## [Given data]
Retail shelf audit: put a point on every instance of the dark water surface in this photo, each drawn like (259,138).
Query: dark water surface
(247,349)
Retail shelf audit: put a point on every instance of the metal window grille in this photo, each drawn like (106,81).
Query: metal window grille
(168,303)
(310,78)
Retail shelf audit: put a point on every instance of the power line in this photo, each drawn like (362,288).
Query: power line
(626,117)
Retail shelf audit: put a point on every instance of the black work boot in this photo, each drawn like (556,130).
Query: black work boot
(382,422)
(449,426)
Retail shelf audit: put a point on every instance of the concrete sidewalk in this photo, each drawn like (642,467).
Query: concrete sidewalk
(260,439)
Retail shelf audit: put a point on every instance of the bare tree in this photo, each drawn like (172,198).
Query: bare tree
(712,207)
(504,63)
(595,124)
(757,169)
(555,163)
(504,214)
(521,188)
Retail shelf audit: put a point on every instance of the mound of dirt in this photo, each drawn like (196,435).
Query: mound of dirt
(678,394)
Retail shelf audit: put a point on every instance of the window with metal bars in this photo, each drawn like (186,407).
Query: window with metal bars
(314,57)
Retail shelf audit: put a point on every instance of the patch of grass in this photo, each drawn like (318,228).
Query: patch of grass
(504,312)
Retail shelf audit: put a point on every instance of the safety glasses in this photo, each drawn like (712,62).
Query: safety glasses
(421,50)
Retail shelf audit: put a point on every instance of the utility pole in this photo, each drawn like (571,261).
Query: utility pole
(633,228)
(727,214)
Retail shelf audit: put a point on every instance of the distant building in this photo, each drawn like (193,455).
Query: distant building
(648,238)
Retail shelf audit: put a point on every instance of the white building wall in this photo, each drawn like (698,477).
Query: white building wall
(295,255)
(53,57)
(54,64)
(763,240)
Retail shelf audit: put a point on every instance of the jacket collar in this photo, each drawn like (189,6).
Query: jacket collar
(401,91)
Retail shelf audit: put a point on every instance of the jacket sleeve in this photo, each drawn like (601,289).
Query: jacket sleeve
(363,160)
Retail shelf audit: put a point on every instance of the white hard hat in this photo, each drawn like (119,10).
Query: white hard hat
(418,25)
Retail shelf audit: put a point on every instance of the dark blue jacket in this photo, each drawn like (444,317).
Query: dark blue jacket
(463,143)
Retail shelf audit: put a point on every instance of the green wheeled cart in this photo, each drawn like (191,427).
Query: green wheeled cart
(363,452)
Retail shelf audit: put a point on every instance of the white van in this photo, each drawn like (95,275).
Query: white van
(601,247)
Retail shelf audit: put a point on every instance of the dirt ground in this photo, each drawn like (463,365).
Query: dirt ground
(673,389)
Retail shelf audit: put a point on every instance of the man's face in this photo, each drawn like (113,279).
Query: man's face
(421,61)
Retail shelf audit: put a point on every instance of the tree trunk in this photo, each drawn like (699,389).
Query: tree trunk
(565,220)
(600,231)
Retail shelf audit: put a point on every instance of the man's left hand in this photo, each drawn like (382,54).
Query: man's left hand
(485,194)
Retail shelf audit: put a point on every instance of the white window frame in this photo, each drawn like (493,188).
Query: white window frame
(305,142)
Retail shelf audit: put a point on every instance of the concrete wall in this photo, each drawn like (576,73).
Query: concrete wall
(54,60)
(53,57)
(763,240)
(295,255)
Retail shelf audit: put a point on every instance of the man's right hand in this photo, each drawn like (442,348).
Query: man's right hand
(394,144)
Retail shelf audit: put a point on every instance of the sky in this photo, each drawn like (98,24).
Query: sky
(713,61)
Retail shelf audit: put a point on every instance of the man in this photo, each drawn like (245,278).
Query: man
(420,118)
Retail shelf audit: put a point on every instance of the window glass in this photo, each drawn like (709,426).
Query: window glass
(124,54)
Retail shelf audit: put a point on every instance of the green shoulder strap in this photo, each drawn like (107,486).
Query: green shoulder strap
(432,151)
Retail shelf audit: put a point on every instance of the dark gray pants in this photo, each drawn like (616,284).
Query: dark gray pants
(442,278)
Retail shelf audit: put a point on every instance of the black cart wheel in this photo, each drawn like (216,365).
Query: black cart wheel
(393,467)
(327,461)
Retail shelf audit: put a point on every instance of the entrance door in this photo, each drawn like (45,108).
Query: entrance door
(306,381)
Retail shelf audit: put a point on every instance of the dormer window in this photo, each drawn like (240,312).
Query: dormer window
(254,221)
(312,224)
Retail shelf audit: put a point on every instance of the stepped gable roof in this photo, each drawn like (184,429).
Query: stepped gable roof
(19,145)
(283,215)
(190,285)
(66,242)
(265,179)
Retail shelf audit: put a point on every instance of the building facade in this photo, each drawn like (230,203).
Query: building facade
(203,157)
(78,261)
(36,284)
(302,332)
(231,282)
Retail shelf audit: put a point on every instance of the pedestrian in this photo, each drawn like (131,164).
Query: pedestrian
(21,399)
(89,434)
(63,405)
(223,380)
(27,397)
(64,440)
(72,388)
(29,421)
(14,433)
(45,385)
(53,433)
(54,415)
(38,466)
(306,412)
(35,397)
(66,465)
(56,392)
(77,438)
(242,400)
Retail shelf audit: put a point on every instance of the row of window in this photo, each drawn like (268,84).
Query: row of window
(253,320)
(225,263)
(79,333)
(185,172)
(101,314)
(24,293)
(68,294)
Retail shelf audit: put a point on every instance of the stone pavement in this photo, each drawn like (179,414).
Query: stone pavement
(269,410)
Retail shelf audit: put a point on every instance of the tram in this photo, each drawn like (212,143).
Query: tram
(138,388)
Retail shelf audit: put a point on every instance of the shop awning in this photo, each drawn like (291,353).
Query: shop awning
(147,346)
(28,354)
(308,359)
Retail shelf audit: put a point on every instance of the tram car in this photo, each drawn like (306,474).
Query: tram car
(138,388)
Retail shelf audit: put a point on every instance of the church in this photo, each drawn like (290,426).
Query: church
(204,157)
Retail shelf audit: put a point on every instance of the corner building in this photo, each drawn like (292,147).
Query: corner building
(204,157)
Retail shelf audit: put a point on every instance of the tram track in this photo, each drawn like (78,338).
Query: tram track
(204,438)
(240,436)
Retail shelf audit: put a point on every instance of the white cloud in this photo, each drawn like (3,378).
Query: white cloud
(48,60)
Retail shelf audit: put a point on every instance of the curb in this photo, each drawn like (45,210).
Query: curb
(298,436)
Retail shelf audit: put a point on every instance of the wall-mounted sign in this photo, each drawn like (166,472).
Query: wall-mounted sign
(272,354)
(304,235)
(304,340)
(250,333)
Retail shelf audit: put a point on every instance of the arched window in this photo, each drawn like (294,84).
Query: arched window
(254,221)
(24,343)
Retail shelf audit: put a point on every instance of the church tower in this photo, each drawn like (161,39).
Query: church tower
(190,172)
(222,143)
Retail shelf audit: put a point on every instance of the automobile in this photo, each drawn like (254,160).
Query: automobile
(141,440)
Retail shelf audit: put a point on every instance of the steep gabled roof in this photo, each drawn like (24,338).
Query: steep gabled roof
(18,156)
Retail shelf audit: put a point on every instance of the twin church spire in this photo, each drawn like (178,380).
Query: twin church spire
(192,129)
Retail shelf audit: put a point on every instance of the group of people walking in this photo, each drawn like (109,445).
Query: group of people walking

## [What you have to do]
Which of the lines in the data hold the string "people"? Report each of them by copying it.

## [Exercise response]
Retail shelf audit: put a point on every instance of the group of people walking in this photo, each drawn like (109,445).
Query: group of people walking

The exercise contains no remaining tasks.